*TASK INPUT*:
-------
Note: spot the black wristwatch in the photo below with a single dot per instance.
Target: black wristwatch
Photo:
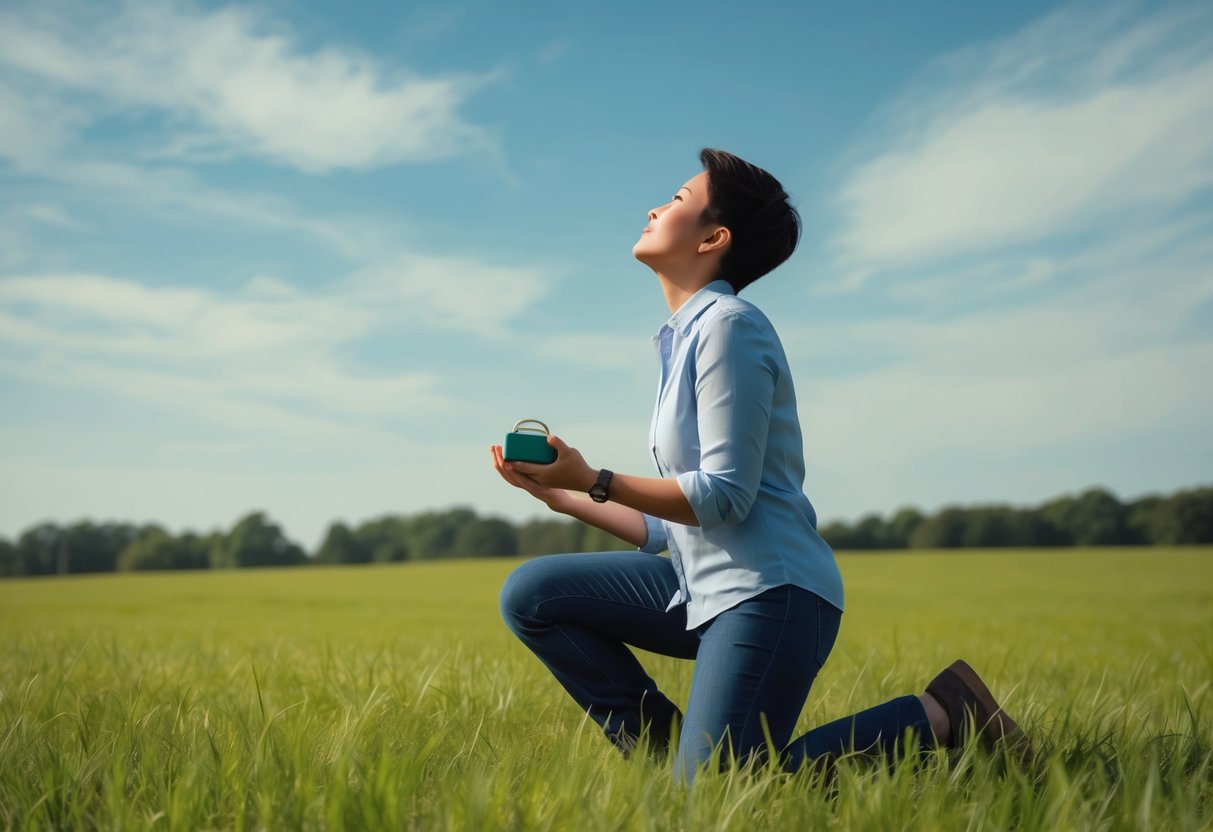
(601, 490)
-------
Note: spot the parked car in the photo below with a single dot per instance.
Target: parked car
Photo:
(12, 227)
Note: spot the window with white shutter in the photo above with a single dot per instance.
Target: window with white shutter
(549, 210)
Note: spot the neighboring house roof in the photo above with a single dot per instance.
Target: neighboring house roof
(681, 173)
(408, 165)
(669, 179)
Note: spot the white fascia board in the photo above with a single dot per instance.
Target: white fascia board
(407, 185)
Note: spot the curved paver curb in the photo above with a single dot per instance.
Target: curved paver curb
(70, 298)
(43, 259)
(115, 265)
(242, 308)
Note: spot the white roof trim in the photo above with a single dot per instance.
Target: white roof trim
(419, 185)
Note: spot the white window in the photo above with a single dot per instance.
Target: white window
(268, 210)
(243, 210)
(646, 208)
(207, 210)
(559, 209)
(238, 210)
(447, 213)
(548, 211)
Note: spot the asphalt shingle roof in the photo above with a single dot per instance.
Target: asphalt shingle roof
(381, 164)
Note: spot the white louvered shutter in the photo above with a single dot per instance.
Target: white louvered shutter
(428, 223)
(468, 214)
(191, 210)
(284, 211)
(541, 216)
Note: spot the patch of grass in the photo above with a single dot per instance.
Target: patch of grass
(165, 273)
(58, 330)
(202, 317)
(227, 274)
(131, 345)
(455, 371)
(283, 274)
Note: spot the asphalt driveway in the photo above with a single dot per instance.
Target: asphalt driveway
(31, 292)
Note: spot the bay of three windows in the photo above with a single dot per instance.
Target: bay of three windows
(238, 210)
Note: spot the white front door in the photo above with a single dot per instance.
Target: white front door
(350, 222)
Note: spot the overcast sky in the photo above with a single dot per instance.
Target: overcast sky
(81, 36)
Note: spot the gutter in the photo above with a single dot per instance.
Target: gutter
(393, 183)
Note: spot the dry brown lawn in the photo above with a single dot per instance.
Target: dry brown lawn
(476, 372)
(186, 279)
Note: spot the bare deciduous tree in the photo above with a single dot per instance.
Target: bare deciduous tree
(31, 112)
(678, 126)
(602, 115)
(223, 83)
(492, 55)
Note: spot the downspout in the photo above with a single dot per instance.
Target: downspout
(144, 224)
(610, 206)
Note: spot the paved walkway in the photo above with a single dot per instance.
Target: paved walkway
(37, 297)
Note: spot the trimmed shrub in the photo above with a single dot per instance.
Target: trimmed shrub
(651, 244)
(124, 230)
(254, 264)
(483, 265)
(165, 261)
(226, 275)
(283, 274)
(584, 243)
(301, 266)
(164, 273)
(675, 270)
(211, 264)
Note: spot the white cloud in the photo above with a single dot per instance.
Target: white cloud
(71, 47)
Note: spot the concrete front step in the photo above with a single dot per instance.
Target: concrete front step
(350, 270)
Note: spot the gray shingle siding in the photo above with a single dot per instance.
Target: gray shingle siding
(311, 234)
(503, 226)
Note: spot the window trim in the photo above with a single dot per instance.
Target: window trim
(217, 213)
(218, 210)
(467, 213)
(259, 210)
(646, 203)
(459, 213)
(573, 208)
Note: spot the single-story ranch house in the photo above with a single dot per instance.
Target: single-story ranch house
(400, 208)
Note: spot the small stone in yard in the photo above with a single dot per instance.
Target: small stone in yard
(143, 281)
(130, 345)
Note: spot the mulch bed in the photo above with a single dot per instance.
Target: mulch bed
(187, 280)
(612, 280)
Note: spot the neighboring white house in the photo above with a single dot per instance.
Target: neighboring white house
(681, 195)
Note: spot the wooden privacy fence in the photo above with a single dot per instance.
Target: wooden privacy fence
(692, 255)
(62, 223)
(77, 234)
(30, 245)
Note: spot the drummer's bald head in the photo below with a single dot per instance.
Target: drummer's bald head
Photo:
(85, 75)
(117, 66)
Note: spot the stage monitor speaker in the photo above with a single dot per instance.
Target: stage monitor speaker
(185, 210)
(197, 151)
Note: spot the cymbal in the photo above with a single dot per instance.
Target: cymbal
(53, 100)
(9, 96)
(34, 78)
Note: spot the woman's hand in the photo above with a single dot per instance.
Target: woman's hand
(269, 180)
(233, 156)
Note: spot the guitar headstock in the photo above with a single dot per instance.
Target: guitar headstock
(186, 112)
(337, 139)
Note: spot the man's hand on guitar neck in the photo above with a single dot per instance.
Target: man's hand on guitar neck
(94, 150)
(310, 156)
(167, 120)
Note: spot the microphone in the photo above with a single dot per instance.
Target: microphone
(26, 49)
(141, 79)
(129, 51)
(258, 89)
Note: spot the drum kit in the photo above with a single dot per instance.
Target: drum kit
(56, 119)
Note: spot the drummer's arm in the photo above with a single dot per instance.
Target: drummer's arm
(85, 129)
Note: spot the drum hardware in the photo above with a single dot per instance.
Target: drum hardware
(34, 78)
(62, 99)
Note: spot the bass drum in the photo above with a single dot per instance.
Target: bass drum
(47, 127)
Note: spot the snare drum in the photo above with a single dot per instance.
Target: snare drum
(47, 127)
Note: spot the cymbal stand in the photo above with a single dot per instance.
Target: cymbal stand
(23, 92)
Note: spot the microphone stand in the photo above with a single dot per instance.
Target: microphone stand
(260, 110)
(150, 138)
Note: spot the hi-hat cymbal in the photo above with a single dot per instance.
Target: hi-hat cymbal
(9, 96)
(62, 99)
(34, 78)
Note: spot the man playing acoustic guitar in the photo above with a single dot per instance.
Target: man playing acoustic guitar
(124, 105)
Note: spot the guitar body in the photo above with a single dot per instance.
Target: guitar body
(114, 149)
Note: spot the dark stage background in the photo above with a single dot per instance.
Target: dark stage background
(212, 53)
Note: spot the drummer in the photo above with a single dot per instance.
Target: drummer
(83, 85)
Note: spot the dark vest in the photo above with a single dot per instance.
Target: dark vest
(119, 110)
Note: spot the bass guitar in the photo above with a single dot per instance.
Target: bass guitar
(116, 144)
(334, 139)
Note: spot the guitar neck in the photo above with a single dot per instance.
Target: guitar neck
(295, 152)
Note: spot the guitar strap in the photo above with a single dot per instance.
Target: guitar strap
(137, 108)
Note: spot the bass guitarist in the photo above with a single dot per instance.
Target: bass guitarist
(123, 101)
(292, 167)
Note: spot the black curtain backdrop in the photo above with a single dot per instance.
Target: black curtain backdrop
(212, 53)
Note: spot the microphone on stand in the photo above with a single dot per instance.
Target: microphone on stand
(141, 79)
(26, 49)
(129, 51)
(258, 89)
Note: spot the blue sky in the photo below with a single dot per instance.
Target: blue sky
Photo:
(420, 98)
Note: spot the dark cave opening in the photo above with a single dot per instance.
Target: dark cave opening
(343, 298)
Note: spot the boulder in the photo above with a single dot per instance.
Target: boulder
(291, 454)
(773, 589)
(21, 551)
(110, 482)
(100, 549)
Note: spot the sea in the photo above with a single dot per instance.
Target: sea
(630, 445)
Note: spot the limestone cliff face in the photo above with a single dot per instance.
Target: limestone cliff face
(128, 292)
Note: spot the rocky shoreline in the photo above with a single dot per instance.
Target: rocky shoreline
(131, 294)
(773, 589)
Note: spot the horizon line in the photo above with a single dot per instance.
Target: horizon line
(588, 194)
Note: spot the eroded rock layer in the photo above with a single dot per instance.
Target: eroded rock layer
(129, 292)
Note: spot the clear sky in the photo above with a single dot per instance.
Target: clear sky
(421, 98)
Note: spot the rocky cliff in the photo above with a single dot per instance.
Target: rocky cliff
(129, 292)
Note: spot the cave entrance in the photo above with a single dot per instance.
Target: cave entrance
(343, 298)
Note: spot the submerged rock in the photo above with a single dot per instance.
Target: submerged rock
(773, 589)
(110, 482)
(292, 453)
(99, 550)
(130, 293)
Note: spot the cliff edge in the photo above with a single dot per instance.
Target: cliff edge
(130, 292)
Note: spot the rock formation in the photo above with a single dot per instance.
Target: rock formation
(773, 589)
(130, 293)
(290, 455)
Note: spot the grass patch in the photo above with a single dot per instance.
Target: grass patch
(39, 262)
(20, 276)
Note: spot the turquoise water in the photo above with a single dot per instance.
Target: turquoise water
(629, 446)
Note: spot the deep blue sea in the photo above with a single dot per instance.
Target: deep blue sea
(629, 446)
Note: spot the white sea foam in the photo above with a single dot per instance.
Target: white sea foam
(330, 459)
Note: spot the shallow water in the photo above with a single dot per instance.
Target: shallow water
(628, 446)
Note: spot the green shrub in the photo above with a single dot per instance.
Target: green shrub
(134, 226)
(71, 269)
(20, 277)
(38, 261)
-------
*YOUR ASSIGNMENT*:
Give back, word for word, only the lines above from the line holding "Target: bare deciduous tree" to the line holding "Note: spot the trimmed", both included.

*RESULT*:
Target: bare deciduous tree
(31, 112)
(678, 126)
(602, 115)
(223, 83)
(492, 55)
Note: spot the downspout in the photo above with a single dot per instance.
Target: downspout
(144, 224)
(610, 206)
Note: spot the paved walkway in the photo above with a single dot per instance.
Target: paved walkway
(37, 297)
Note: spot the trimmed shrub in the photo above with a single dot per instance.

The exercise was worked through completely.